▸ **Task requirements**
Reproduce verbatim the lines of the data from the line containing "Identify each instance of the stone" through the final line, including both.

▸ **Location identification entries**
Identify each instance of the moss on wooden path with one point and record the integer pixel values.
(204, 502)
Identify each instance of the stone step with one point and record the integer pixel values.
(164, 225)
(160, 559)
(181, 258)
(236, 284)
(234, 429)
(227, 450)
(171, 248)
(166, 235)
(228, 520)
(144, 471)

▸ **Exercise result**
Identify each instance of the stone step with one point and record the integer pixel values.
(164, 225)
(160, 559)
(181, 258)
(236, 284)
(234, 429)
(227, 450)
(171, 248)
(166, 235)
(228, 520)
(144, 471)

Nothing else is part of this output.